* _Exercise requirements_
Copy each of the lines below word for word, and leave the pictures out of your copy.
*****
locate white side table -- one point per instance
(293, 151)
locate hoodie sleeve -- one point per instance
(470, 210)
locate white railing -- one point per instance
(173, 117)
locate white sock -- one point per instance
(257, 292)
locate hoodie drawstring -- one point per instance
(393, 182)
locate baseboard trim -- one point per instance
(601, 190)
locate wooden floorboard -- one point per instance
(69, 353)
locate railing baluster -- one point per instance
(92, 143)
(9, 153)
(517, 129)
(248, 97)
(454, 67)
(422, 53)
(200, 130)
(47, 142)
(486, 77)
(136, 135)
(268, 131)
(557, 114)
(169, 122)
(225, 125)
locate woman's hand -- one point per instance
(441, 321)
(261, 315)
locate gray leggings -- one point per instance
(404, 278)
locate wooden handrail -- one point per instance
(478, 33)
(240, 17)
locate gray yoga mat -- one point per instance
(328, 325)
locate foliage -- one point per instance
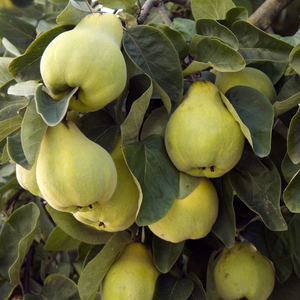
(48, 254)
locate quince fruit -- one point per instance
(191, 217)
(242, 272)
(74, 173)
(250, 77)
(202, 138)
(88, 57)
(120, 211)
(132, 276)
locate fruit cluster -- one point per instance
(202, 139)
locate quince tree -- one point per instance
(149, 149)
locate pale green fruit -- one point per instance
(243, 272)
(88, 57)
(120, 211)
(191, 217)
(27, 178)
(202, 138)
(250, 77)
(72, 171)
(132, 276)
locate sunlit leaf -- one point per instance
(16, 236)
(26, 66)
(224, 227)
(32, 132)
(219, 55)
(100, 128)
(260, 191)
(138, 99)
(52, 111)
(185, 26)
(96, 269)
(19, 32)
(256, 44)
(58, 240)
(211, 28)
(157, 176)
(76, 229)
(256, 116)
(155, 55)
(293, 139)
(213, 9)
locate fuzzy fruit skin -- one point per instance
(191, 217)
(72, 171)
(27, 179)
(132, 276)
(120, 211)
(88, 57)
(243, 272)
(248, 77)
(202, 138)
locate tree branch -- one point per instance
(267, 12)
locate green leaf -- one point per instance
(10, 104)
(255, 116)
(155, 55)
(224, 227)
(291, 237)
(74, 12)
(165, 254)
(255, 44)
(96, 269)
(77, 230)
(259, 190)
(157, 176)
(213, 9)
(219, 55)
(15, 150)
(9, 126)
(288, 97)
(269, 244)
(100, 128)
(32, 132)
(58, 240)
(291, 194)
(24, 67)
(139, 95)
(16, 236)
(19, 32)
(26, 88)
(187, 185)
(289, 169)
(57, 287)
(4, 73)
(211, 28)
(198, 291)
(171, 288)
(235, 14)
(185, 26)
(293, 141)
(175, 37)
(52, 111)
(118, 4)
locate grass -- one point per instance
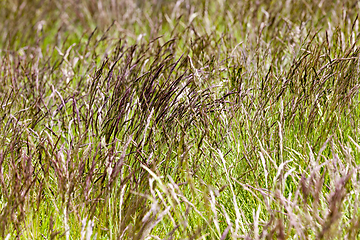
(179, 119)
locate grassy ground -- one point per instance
(179, 119)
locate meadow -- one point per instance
(224, 119)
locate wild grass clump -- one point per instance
(179, 119)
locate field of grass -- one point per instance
(130, 119)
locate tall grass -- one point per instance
(179, 119)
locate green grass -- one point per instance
(179, 119)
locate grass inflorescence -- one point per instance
(179, 119)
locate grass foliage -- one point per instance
(179, 119)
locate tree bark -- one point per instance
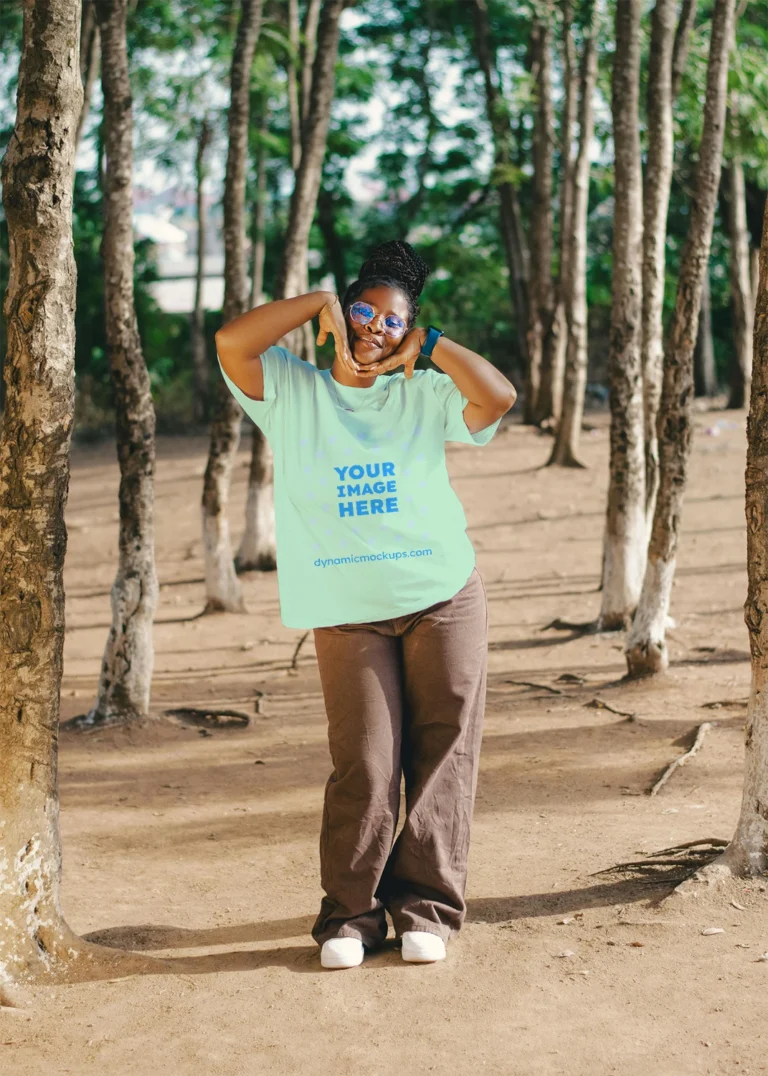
*****
* _Output below_
locate white side table -- one point per instance
(293, 151)
locate hoodie sleeve -- one point per instance
(470, 210)
locate white railing -- one point per instance
(173, 117)
locate white sock -- one point per instance
(257, 292)
locate hoodie drawstring -- one point per instance
(393, 182)
locate baseboard trim -- one point per instance
(601, 190)
locate wooden floorboard -- one point per instance
(69, 353)
locate railing baluster -- one point per instance
(92, 143)
(9, 153)
(517, 129)
(248, 97)
(454, 67)
(422, 53)
(200, 130)
(47, 142)
(486, 77)
(136, 135)
(268, 131)
(557, 114)
(169, 122)
(225, 125)
locate woman's hand -- one point per instance
(441, 321)
(261, 315)
locate gray leggings -- one point per instance
(404, 278)
locate wooden handrail -- one point per instance
(478, 33)
(240, 17)
locate gray yoga mat -- one point per instance
(328, 325)
locate foliage -- one point per instance
(48, 254)
locate quince fruit -- one point per instance
(191, 217)
(242, 272)
(74, 173)
(250, 77)
(202, 138)
(88, 57)
(120, 211)
(132, 276)
locate fruit cluster -- one point per instance
(202, 139)
locate quince tree -- one point per instance
(149, 149)
locate pale green fruit -- one point per instance
(243, 272)
(88, 57)
(120, 211)
(191, 217)
(27, 178)
(202, 138)
(250, 77)
(72, 171)
(132, 276)
locate sunlit leaf -- one point per instance
(16, 236)
(26, 66)
(224, 227)
(32, 132)
(219, 55)
(100, 128)
(260, 191)
(138, 99)
(52, 111)
(185, 26)
(96, 269)
(19, 32)
(256, 44)
(58, 240)
(211, 28)
(157, 176)
(76, 229)
(256, 116)
(155, 55)
(293, 139)
(213, 9)
locate fuzzy fruit skin -- one point per instance
(191, 217)
(72, 171)
(27, 179)
(132, 276)
(120, 211)
(88, 57)
(243, 272)
(248, 77)
(202, 138)
locate tree branch -- one point per instance
(267, 12)
locate green leaf -- one point per instance
(10, 104)
(255, 116)
(155, 55)
(224, 227)
(291, 237)
(74, 12)
(165, 254)
(255, 44)
(96, 269)
(77, 230)
(259, 190)
(157, 176)
(213, 9)
(219, 55)
(15, 150)
(9, 126)
(288, 97)
(269, 244)
(100, 128)
(32, 132)
(58, 240)
(291, 194)
(24, 67)
(139, 95)
(16, 236)
(19, 32)
(26, 88)
(187, 185)
(289, 169)
(57, 287)
(4, 73)
(211, 28)
(198, 291)
(171, 288)
(235, 14)
(185, 26)
(293, 141)
(175, 37)
(52, 111)
(118, 4)
locate grass -- one point per instance
(179, 119)
locate grassy ground -- one point per instance
(179, 119)
locate meadow -- one point per instance
(224, 119)
locate wild grass clump -- one point per instance
(179, 119)
locate field of grass -- one point per instance
(130, 119)
locate tall grass -- one point per instance
(179, 119)
locate green grass -- one point per instance
(179, 119)
locate grass inflorescence -- one point per instance
(179, 119)
locate grass foliage -- one point per instance
(179, 119)
locate tree bark -- one point per instance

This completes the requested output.